**INSTRUCTIONS FOR THE TASK**
In the entries that follow, which lines hold the string "blue"? List them.

**SUPPLIED DATA**
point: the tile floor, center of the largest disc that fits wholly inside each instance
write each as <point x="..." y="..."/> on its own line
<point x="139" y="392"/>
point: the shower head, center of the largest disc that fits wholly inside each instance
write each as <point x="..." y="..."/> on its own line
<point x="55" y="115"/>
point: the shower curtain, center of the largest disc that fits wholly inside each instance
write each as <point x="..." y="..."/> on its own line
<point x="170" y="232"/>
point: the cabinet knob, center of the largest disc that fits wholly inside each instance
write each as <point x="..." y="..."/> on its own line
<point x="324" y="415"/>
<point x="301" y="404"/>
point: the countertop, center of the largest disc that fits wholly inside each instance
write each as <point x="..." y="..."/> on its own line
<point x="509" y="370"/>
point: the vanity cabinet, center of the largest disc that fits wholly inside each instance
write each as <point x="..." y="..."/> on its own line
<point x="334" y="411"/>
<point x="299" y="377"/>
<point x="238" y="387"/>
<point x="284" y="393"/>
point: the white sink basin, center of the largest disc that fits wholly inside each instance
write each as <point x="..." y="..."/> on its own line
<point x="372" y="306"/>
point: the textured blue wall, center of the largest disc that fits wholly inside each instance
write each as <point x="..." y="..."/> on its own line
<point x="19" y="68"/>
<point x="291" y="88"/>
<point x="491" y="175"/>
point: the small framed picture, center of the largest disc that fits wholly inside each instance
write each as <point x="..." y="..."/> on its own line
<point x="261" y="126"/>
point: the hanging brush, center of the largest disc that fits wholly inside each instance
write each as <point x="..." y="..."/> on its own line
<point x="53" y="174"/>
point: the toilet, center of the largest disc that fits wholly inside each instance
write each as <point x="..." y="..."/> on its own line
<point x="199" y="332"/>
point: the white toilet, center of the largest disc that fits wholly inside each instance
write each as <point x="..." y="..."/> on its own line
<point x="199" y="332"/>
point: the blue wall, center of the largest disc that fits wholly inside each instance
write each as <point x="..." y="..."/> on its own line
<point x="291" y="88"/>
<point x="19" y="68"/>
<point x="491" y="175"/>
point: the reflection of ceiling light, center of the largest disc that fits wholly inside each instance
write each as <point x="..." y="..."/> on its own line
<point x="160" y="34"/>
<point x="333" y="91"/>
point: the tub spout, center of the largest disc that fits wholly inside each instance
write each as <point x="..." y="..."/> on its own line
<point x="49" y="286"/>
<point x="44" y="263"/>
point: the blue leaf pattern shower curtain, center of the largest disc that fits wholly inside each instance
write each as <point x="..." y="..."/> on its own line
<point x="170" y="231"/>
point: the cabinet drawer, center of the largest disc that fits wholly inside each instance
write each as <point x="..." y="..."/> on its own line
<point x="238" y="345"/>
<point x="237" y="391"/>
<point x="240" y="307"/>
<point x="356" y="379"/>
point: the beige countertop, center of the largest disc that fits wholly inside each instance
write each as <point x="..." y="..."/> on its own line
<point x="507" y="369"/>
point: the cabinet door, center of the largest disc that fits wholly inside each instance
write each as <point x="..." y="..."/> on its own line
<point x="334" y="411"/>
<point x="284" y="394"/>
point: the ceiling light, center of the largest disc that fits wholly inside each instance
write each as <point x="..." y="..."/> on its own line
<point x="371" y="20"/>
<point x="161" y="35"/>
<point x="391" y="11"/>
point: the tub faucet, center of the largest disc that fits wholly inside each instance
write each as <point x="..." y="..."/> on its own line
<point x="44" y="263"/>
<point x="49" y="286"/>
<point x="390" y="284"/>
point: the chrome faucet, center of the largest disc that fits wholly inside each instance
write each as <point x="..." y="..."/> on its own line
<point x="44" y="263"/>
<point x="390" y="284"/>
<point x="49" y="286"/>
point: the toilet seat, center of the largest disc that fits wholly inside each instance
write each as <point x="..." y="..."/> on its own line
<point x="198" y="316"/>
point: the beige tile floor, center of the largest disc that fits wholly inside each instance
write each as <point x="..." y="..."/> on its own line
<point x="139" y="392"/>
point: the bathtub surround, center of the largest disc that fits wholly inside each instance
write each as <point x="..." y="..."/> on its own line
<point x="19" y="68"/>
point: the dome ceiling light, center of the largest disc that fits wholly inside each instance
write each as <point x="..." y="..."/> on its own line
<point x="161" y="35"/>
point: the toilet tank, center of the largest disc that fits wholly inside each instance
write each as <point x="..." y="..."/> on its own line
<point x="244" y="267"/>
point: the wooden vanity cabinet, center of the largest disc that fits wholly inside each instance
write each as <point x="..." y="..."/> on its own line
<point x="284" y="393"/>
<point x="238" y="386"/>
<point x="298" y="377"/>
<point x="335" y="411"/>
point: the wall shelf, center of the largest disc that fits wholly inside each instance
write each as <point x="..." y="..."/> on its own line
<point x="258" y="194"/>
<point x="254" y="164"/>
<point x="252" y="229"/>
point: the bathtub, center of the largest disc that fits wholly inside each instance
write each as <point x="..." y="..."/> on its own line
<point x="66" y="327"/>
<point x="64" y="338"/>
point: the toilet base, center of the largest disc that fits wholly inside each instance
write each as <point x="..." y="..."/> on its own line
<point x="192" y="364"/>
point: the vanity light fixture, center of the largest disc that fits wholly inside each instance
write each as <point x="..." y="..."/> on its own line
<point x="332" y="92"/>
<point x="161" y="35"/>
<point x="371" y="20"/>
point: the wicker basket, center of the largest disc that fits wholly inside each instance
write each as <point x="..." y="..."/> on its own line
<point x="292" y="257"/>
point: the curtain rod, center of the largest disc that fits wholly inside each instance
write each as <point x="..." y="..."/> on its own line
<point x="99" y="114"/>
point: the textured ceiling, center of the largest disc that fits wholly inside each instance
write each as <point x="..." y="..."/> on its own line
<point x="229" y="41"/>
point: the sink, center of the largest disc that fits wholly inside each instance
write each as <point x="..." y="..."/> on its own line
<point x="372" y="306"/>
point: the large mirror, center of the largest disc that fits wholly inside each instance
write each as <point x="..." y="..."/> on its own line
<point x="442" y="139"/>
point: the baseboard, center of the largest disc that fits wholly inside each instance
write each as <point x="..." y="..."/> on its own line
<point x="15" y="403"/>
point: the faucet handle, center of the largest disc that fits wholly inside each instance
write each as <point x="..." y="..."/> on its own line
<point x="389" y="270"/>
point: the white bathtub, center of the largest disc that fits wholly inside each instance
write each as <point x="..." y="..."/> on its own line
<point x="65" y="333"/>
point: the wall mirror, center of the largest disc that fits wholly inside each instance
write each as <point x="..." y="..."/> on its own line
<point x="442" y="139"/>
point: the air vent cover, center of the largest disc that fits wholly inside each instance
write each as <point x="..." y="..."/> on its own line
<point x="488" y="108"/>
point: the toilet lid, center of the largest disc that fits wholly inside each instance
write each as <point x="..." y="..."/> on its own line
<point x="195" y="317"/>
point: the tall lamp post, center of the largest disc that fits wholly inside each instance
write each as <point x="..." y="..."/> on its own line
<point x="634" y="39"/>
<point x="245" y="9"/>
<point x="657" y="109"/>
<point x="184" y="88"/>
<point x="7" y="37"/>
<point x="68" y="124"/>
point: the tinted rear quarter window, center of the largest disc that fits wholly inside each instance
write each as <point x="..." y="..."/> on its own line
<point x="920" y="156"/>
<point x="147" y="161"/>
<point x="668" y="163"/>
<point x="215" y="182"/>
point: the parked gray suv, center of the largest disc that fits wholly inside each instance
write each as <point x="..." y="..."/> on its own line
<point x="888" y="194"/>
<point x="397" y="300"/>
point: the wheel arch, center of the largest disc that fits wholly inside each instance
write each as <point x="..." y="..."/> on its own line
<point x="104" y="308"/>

**EXPECTED OUTPUT**
point: the textured blue wall, center of the largest disc that fits wholly inside each instance
point: the blue wall, center of the largest disc that fits wholly inside each instance
point: the blue leaf pattern shower curtain, center of the largest disc that fits wholly inside each instance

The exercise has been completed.